## Goal of the exercise
Rewrite the lines below as a numbered list, dropping any blank lines.

[START OF The input]

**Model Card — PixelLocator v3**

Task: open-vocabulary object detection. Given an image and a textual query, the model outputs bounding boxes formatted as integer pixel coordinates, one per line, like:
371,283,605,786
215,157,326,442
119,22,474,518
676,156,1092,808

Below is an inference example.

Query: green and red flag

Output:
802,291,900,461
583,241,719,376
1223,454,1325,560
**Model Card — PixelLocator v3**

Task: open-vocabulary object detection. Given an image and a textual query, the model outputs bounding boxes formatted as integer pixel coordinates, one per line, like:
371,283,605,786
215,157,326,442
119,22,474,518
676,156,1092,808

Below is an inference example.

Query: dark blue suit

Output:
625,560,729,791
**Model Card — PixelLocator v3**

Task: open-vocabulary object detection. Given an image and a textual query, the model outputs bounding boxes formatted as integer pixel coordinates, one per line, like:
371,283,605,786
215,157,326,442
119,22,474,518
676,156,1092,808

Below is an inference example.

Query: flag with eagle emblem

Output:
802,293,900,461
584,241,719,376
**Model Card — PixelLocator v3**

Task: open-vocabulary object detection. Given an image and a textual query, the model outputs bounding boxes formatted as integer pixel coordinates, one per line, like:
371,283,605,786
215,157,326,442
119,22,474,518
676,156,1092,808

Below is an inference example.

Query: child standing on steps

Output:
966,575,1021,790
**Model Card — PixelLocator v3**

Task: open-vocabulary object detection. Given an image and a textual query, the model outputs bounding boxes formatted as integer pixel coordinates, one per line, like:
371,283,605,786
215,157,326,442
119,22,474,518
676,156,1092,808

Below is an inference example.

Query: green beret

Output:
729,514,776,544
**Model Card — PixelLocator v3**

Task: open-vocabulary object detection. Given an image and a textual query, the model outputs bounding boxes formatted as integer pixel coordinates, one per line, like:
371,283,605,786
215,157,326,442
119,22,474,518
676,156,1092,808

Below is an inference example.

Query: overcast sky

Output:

[END OF The input]

## Output for this exercise
1. **Model Card — PixelLocator v3**
2. Task: open-vocabulary object detection. Given an image and a textual query, the model outputs bounding boxes formatted as integer pixel coordinates, one per line, like:
3. 371,283,605,786
4. 215,157,326,442
5. 119,22,474,518
6. 676,156,1092,808
7. Below is an inference example.
8. Query: green and red flag
9. Output:
10. 802,291,900,461
11. 583,241,719,376
12. 1223,454,1325,560
13. **Model Card — PixelLocator v3**
14. Task: open-vocabulary object detection. Given an image and a textual query, the model outputs bounding boxes formatted as integer pixel coordinates, one per line, like:
15. 371,283,605,786
16. 215,157,326,442
17. 119,22,474,518
18. 676,156,1092,808
19. Below is an inference example.
20. Query: dark blue suit
21. Output:
22. 625,560,729,791
23. **Model Card — PixelLocator v3**
24. Task: open-vocabulary object detection. Given an image and a textual query, the model outputs bounding boxes formatted as integer pixel coordinates, one per line, like:
25. 371,283,605,786
26. 215,157,326,442
27. 119,22,474,518
28. 676,156,1092,808
29. Below is an inference example.
30. Query: flag with eagle emblem
31. Output:
32. 802,293,900,461
33. 584,241,719,376
34. **Model Card — PixelLocator v3**
35. Task: open-vocabulary object detection. Given an image and a textual query, the model outputs bounding boxes formatted as integer pixel coordinates, one per line, like:
36. 371,283,605,786
37. 215,157,326,442
38. 119,22,474,518
39. 676,156,1092,808
40. Below is an inference example.
41. Query: child standing on steps
42. Output:
43. 966,575,1021,790
44. **Model Card — PixelLocator v3**
45. Task: open-vocabulary object detection. Given an image and a textual query, the model outputs bounding boxes formatted as integer pixel coordinates, one per line, like:
46. 371,283,605,786
47. 215,157,326,442
48. 119,22,474,518
49. 676,156,1092,808
50. Below is an inference example.
51. Query: green beret
52. Output:
53. 729,514,776,544
54. **Model Card — PixelLocator v3**
55. Task: open-vocabulary object detection. Given an image and a textual query, the model outputs bounding boxes formatted as integer pixel coordinates, one per line, like:
56. 371,283,605,786
57. 215,157,326,442
58. 119,22,474,518
59. 676,156,1092,808
60. Below is an inference example.
61. Query: overcast sky
62. Output:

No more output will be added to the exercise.